Kutipan:
**********
Blitar, Jawa Timur, brillianjustice.online — Dugaan praktik penimbunan bahan bakar minyak (BBM) bersubsidi jenis solar di sejumlah wilayah Kabupaten Blitar kembali mencuat dan menjadi perhatian serius masyarakat. Aktivitas mencurigakan ini terendus setelah adanya laporan dari warga mengenai distribusi solar yang dilakukan secara tersembunyi dan tidak sesuai prosedur.
Informasi di lapangan menunjukkan modus pelaku dilakukan dengan mengumpulkan solar subsidi dari berbagai SPBU menggunakan jeriken maupun tangki portabel, kemudian disimpan di gudang-gudang tertutup sebelum dipasarkan kembali dengan harga jauh di atas ketentuan resmi. Skema ini diduga dijalankan secara sistematis oleh jaringan pelaku yang memiliki peran masing-masing.
Ironisnya, laporan warga kepada aparat keamanan setempat yang disampaikan sejak malam sebelumnya justru tidak segera ditindaklanjuti. Respon lambat dan minim tindakan nyata dari aparat membuat masyarakat kecewa. Banyak pihak menilai, sikap acuh tak acuh tersebut menimbulkan pertanyaan besar: ada apa dengan penegakan hukum di Blitar?
Tindakan penimbunan solar subsidi jelas melanggar ketentuan Undang-Undang Nomor 22 Tahun 2001 tentang Minyak dan Gas Bumi, terutama Pasal 53 huruf b, yang menegaskan:
“Setiap orang yang melakukan penyimpanan BBM tanpa izin usaha penyimpanan sebagaimana dimaksud dalam Pasal 23 dapat dipidana penjara paling lama tiga tahun dan denda paling tinggi tiga puluh miliar rupiah.”
**********
Cuplikan Entri:
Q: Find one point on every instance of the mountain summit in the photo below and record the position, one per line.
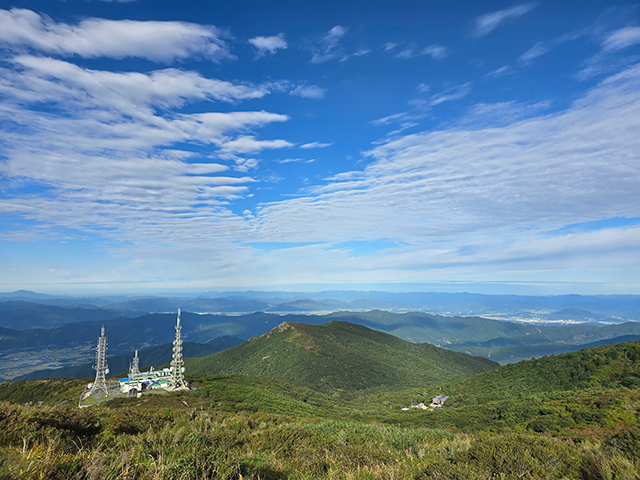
(340, 356)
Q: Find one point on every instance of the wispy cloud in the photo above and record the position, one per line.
(308, 91)
(328, 47)
(481, 181)
(534, 52)
(437, 52)
(622, 38)
(269, 45)
(488, 22)
(315, 145)
(95, 37)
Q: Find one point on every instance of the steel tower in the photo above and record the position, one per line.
(177, 363)
(134, 366)
(100, 384)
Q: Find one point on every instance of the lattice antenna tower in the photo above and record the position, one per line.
(177, 363)
(100, 384)
(134, 366)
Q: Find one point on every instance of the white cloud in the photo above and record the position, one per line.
(308, 91)
(437, 52)
(535, 174)
(95, 37)
(315, 145)
(499, 72)
(486, 23)
(328, 47)
(622, 38)
(249, 144)
(269, 45)
(534, 52)
(457, 92)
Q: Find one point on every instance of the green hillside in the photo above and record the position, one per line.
(593, 390)
(608, 366)
(340, 356)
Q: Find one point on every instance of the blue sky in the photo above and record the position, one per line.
(151, 146)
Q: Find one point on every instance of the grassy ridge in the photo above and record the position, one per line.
(340, 356)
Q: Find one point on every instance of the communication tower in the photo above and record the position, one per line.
(177, 363)
(134, 366)
(100, 384)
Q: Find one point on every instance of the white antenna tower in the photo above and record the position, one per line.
(100, 385)
(134, 366)
(177, 363)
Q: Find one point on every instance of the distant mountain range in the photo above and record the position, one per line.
(521, 328)
(560, 308)
(339, 356)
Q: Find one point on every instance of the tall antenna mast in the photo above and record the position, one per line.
(177, 363)
(100, 385)
(134, 365)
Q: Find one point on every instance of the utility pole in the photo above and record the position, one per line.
(134, 366)
(177, 363)
(100, 384)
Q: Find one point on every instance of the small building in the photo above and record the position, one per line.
(438, 402)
**********
Tugas Latihan:
1: Dalam kutipan, di mana solar subsidi disimpan sebelum dipasarkan kembali?
2: Sajikan kembali bagian kutipan secara persis, mulai dari "Informasi di lapangan" sampai dengan "memiliki peran masing-masing.".
Entri tersebut merupakan bahan terpisah dari kutipan.

Jawaban Tiap Tugas:
1: Di gudang-gudang tertutup.

2:
Informasi di lapangan menunjukkan modus pelaku dilakukan dengan mengumpulkan solar subsidi dari berbagai SPBU menggunakan jeriken maupun tangki portabel, kemudian disimpan di gudang-gudang tertutup sebelum dipasarkan kembali dengan harga jauh di atas ketentuan resmi. Skema ini diduga dijalankan secara sistematis oleh jaringan pelaku yang memiliki peran masing-masing.